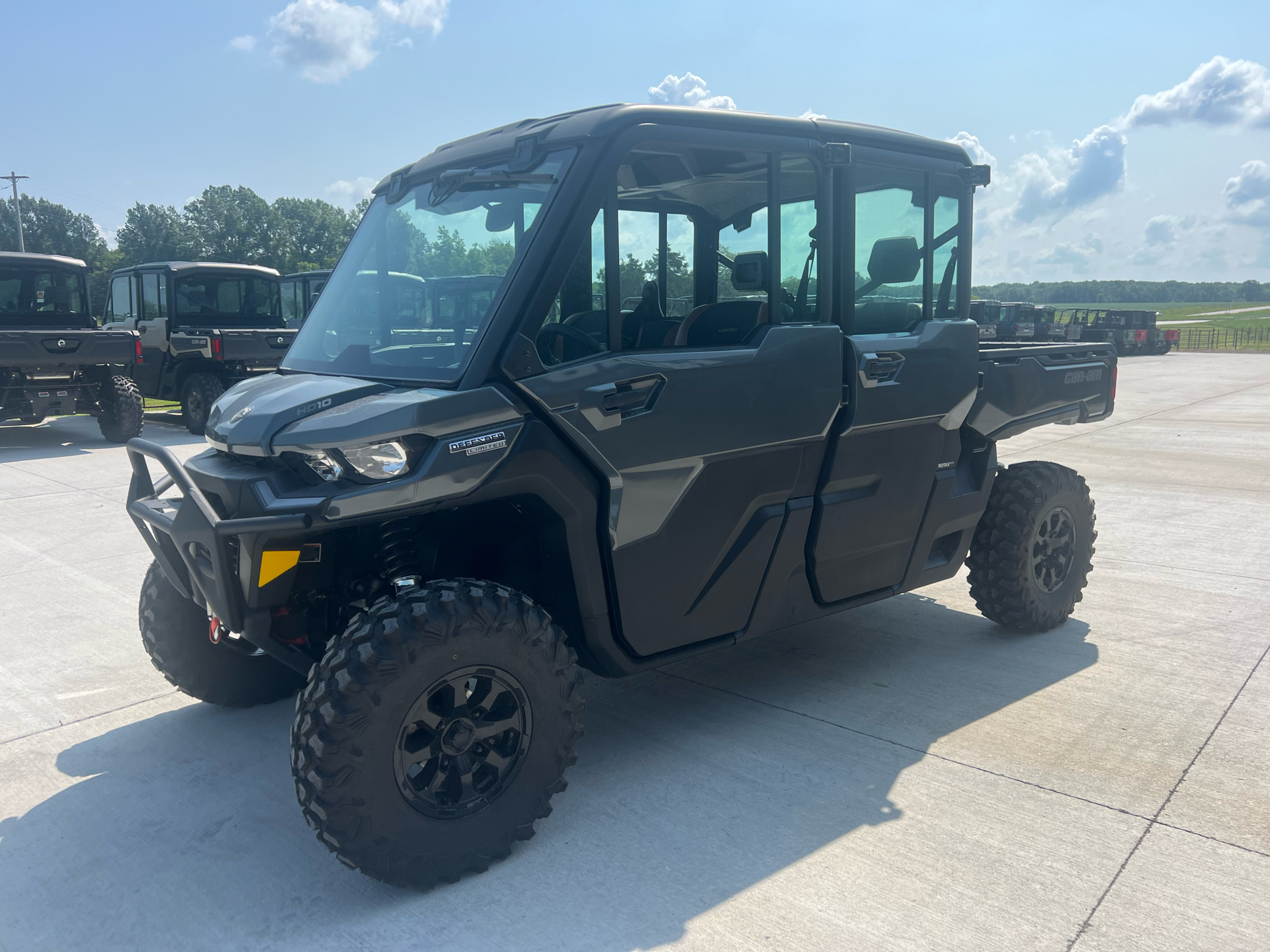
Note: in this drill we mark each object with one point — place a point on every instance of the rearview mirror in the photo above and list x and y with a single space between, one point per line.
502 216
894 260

---+---

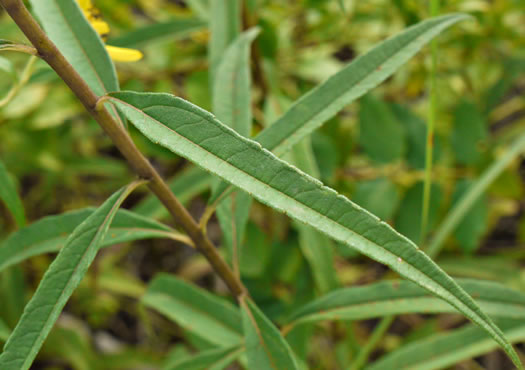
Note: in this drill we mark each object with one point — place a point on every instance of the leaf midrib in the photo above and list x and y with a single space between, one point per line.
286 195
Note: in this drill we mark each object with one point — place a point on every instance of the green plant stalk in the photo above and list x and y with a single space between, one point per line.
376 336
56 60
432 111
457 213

---+---

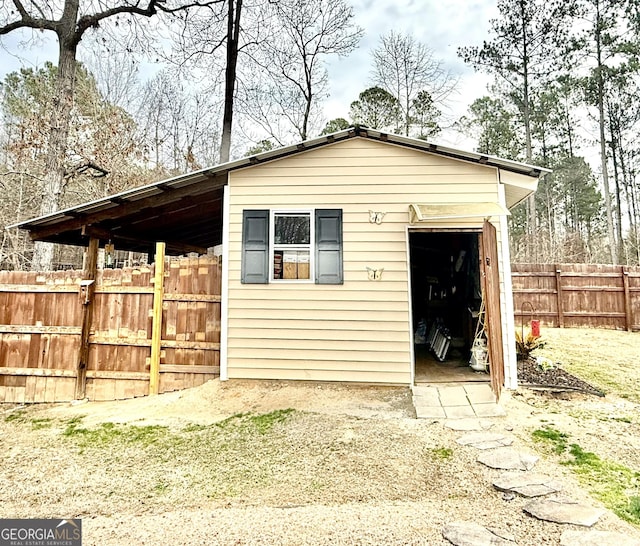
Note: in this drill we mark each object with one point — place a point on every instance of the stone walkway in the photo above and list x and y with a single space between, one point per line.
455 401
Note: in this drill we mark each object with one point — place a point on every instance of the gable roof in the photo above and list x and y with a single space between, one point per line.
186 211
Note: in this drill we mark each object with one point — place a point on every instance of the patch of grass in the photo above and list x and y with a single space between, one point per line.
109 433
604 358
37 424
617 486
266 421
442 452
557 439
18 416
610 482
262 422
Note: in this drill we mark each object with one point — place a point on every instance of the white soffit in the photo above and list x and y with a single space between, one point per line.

---+---

● **TASK DIRECTIONS**: As the answer, set down only the lines from the data above between the one holding "of the patch" and the one holding "of the white", inclusive, exactly as they read.

● **RESPONSE TO THE EXERCISE**:
Note: in this drill we mark each object with one point — place a point on every instance of the patch of grass in the photo above and list x and y with a single space between, one point per line.
109 433
604 358
37 424
617 486
266 421
442 452
557 439
18 416
610 482
262 422
Note: in this drill we mark each object with one point — place a point on every instance of the white soffit in the photo above and list x and y with a single space between, one point per line.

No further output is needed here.